#### Task inputs ####

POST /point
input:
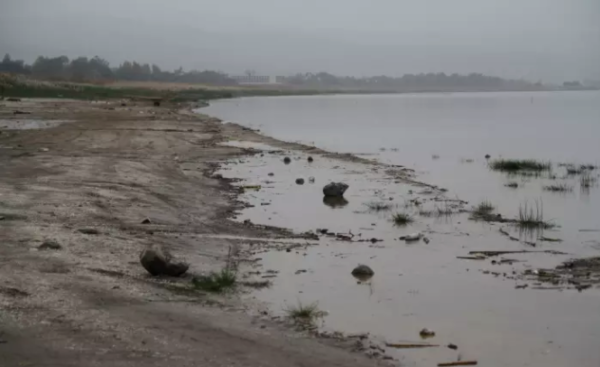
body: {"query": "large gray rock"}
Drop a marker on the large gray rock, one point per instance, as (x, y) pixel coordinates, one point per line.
(335, 189)
(363, 270)
(160, 262)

####

→ What needs to be done: Lines from the one holding "Drop a marker" to the end of the listing above are the only ones to transcribe. Keep each exactly as written.

→ Response to this exercise:
Drop a marker on the large gray rock, one point per instance, as (x, y) pixel coordinates, one point per line.
(335, 189)
(363, 270)
(160, 262)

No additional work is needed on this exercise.